What you will do:
Wherever a line holds the word "sleeve", copy that line from the data.

Input:
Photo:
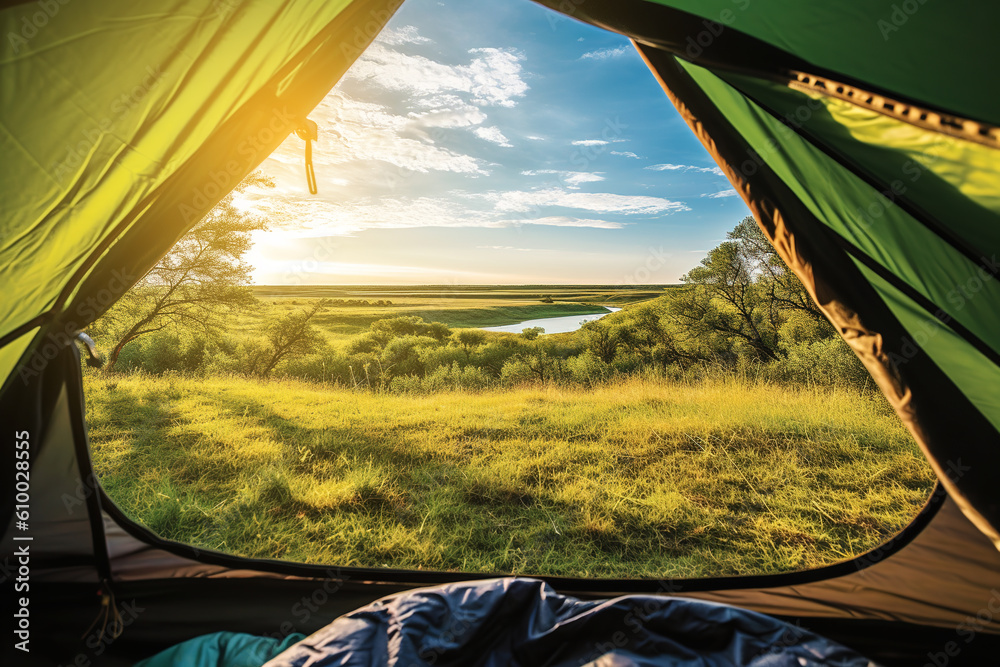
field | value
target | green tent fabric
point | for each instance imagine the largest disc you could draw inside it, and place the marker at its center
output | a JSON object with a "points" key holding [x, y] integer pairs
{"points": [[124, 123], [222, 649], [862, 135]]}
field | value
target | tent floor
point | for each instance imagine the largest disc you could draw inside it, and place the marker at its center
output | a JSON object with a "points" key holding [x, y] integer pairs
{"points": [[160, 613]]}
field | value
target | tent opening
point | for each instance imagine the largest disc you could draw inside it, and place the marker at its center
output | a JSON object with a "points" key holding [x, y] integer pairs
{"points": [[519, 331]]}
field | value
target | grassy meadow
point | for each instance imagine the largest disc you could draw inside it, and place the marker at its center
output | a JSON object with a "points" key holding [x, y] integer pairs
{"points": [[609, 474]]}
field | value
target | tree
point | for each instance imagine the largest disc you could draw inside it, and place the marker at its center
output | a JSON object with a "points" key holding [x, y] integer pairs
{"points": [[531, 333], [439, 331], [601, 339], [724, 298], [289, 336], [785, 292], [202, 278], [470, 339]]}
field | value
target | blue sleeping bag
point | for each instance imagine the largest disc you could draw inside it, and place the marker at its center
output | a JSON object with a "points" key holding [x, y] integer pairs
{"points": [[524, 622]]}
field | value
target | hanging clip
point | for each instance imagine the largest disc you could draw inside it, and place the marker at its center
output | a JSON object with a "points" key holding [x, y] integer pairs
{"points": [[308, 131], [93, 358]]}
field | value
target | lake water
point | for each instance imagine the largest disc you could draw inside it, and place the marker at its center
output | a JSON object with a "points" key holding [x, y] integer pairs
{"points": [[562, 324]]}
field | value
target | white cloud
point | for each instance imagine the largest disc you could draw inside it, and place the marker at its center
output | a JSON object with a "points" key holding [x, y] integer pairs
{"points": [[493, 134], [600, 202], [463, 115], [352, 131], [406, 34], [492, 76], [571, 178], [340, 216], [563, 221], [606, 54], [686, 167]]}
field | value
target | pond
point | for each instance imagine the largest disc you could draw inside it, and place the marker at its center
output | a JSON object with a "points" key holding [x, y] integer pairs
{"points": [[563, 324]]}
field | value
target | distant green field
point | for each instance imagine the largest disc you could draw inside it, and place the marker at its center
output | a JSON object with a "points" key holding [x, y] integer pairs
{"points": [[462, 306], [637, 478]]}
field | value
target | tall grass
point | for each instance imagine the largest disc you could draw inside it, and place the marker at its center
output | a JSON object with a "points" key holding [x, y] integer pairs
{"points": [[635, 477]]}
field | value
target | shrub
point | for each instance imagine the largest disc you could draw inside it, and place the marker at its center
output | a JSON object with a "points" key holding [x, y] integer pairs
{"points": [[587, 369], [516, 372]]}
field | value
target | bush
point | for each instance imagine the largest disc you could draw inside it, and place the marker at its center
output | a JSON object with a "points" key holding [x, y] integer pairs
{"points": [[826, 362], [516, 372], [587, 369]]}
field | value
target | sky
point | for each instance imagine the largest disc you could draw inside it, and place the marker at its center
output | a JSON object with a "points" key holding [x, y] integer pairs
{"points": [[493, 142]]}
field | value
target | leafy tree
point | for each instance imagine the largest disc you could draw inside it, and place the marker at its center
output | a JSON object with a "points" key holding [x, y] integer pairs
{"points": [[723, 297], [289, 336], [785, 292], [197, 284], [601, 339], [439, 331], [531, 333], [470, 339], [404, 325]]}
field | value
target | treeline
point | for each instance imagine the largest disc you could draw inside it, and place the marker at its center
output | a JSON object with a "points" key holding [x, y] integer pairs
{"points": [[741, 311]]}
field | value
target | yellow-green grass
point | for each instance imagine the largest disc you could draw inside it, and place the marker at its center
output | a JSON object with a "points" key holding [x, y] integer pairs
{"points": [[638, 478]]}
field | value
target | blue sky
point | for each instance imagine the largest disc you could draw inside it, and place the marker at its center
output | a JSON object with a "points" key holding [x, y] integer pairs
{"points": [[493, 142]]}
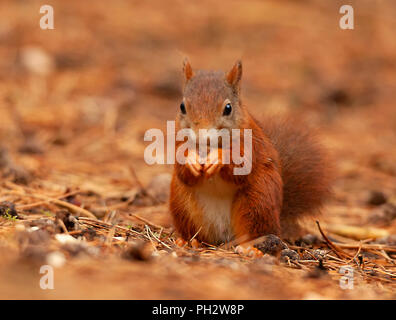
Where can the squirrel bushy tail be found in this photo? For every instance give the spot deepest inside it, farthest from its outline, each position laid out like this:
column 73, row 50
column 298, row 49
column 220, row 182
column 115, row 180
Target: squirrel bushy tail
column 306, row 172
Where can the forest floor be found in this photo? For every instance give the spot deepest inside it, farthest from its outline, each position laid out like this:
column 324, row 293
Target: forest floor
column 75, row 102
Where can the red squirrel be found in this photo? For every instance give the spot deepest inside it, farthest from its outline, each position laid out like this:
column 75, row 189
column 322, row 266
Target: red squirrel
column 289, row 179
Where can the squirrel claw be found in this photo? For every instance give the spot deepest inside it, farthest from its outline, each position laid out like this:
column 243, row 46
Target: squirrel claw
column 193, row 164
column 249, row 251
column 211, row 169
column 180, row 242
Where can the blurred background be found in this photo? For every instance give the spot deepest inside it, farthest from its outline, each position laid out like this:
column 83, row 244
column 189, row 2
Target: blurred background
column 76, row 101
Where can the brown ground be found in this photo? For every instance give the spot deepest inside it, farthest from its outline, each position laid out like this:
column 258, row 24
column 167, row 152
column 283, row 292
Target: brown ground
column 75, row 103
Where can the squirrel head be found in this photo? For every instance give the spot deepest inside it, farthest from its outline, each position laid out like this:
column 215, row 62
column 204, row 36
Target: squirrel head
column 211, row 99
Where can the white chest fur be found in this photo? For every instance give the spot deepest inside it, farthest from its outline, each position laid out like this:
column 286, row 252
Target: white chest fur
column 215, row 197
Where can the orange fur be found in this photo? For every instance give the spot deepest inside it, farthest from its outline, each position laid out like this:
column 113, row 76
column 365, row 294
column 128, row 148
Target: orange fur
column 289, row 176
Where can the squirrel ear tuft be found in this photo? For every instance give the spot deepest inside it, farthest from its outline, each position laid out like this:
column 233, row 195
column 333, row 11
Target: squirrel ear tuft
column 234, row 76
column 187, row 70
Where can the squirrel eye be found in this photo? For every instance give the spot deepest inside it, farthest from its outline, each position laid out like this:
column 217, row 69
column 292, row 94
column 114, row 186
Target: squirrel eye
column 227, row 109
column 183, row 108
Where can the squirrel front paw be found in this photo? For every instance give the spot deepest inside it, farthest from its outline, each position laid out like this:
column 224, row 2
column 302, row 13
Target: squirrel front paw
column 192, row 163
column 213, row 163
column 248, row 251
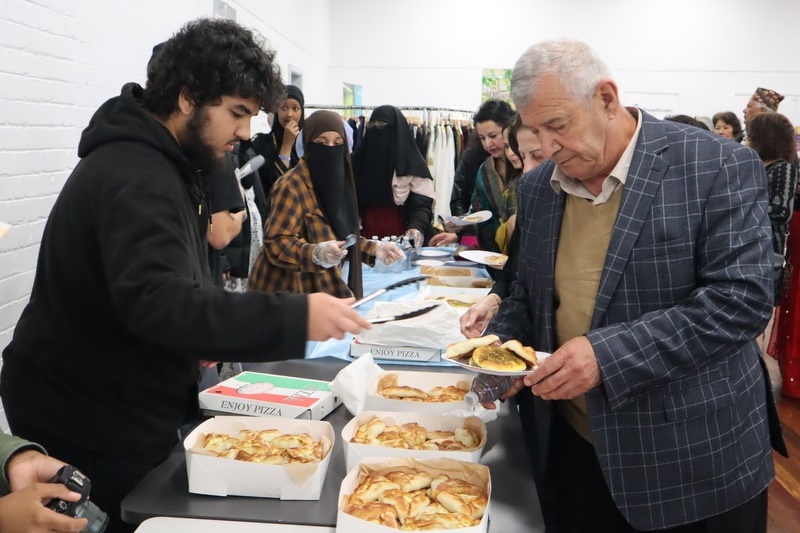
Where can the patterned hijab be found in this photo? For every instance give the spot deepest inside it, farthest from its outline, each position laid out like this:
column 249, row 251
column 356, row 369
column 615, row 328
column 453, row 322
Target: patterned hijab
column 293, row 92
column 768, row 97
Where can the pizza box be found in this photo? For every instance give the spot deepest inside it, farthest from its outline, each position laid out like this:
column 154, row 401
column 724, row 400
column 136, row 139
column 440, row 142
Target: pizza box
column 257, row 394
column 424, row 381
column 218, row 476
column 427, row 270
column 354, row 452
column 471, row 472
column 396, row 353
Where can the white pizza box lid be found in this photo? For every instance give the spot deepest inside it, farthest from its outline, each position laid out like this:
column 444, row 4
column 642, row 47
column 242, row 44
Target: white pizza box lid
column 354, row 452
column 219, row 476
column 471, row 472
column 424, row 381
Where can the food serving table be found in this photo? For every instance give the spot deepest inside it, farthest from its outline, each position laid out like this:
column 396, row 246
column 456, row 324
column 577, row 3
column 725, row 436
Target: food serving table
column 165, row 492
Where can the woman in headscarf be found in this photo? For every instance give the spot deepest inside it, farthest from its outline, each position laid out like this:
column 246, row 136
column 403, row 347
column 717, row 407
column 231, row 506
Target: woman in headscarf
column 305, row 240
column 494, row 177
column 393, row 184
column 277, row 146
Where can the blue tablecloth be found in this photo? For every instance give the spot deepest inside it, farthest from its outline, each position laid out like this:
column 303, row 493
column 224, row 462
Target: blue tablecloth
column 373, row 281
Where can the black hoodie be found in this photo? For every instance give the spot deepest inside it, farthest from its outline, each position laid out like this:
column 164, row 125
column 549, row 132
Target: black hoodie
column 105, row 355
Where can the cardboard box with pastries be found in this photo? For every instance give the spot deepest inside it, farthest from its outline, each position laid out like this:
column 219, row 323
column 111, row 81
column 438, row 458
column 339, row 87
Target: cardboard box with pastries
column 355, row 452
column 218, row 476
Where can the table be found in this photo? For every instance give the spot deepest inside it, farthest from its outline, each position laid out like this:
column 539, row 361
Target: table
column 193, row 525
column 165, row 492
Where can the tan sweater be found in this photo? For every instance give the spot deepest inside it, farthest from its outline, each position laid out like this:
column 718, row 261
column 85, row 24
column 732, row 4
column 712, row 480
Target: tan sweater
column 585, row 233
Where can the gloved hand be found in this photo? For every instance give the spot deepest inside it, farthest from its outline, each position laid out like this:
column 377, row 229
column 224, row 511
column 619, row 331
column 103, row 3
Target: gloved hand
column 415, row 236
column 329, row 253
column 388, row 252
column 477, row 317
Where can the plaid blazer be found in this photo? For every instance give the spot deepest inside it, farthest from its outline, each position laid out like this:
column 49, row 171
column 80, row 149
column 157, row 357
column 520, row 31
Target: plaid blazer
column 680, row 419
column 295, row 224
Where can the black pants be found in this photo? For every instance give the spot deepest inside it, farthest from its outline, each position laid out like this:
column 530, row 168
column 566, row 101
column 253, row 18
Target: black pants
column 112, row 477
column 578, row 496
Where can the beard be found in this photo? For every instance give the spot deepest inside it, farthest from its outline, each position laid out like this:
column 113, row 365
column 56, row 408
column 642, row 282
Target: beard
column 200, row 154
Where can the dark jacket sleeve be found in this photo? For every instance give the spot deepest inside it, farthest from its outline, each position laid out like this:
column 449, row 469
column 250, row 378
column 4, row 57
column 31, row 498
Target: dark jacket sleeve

==

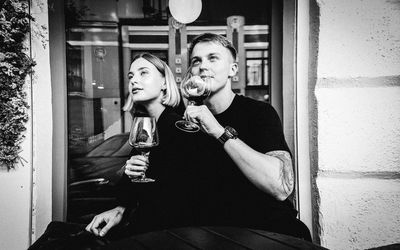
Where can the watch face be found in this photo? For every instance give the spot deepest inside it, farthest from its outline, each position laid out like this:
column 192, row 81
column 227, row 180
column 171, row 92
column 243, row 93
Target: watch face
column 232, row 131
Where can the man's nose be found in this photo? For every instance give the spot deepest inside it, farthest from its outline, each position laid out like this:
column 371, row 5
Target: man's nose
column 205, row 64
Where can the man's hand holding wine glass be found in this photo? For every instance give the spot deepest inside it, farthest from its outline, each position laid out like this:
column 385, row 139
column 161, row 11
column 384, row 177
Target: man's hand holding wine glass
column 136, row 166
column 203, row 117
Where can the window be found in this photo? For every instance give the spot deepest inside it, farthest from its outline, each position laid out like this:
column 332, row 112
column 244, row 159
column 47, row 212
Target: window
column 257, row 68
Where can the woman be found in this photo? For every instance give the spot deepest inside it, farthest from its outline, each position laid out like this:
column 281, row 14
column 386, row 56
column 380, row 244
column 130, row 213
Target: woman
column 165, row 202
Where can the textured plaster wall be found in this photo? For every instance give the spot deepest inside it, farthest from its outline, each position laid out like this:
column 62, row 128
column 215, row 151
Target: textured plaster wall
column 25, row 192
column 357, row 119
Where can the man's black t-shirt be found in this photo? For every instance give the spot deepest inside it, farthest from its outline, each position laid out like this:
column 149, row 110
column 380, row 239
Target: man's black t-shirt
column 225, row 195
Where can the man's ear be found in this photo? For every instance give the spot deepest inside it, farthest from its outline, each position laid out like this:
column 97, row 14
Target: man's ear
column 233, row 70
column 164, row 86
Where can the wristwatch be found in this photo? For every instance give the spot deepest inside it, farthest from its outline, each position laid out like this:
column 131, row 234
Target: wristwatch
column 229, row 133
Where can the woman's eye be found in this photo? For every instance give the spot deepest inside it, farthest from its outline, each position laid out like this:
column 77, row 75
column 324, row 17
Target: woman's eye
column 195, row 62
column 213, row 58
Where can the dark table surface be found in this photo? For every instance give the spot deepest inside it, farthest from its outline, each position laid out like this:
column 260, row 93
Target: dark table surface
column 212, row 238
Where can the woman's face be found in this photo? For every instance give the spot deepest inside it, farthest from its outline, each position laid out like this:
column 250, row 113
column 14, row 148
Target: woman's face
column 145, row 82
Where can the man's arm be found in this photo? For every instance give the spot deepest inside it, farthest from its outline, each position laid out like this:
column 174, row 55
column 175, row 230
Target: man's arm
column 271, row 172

Answer section:
Where can the dark jacket sleeve be found in this photo? For every instance give the spot deepest inside it, farthest from its outline, each position laid out like this:
Target: dark jacket sleeve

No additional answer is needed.